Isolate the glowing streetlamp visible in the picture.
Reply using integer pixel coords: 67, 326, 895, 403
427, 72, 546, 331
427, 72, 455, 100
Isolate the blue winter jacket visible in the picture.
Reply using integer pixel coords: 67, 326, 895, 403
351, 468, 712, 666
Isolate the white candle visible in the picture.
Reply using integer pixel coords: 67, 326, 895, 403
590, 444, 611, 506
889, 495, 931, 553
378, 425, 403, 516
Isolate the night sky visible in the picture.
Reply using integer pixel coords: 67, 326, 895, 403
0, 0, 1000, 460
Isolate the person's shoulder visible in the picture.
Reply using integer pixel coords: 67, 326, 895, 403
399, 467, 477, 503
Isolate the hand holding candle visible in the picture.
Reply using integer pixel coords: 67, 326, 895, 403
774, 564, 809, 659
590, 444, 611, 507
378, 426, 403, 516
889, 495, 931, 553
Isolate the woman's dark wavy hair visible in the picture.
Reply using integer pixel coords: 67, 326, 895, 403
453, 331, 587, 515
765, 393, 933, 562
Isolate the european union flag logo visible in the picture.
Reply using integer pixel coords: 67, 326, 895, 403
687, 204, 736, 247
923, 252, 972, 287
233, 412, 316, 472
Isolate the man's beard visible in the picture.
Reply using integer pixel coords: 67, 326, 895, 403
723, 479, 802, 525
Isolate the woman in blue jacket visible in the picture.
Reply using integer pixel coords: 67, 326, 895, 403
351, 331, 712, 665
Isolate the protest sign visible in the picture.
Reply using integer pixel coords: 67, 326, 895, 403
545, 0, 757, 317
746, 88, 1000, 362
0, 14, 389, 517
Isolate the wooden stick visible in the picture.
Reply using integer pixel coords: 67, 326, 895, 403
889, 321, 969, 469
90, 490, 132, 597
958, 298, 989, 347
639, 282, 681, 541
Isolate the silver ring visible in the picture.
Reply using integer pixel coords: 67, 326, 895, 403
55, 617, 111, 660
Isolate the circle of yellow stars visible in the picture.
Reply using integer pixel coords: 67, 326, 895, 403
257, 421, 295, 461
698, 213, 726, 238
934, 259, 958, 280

▶ 課題の目標
「Isolate the woman in」を含む行から記録の最後までを、一行も省かずにもう一度書き出しなさい。その際、解答として示された座標の数値だけをすべて0.95倍し、四捨五入して整数にしなさい。

▶ 問題の解答
Isolate the woman in blue jacket visible in the picture.
Reply using integer pixel coords: 67, 326, 895, 403
333, 314, 676, 632
Isolate the protest sign visible in the picture.
Reply using integer pixel coords: 67, 326, 895, 403
518, 0, 719, 301
709, 84, 950, 344
0, 13, 370, 491
Isolate the wooden stick visible in the picture.
Reply using integer pixel coords: 67, 326, 895, 403
845, 305, 921, 446
86, 466, 125, 567
910, 283, 940, 330
607, 268, 647, 514
Isolate the silver ring visible in the picture.
Reply using integer pixel coords: 67, 326, 895, 403
52, 586, 105, 627
Isolate the circle of yellow stars visible in the picture.
Reply using integer pixel coords: 67, 326, 895, 403
244, 400, 280, 438
663, 202, 690, 226
887, 246, 910, 266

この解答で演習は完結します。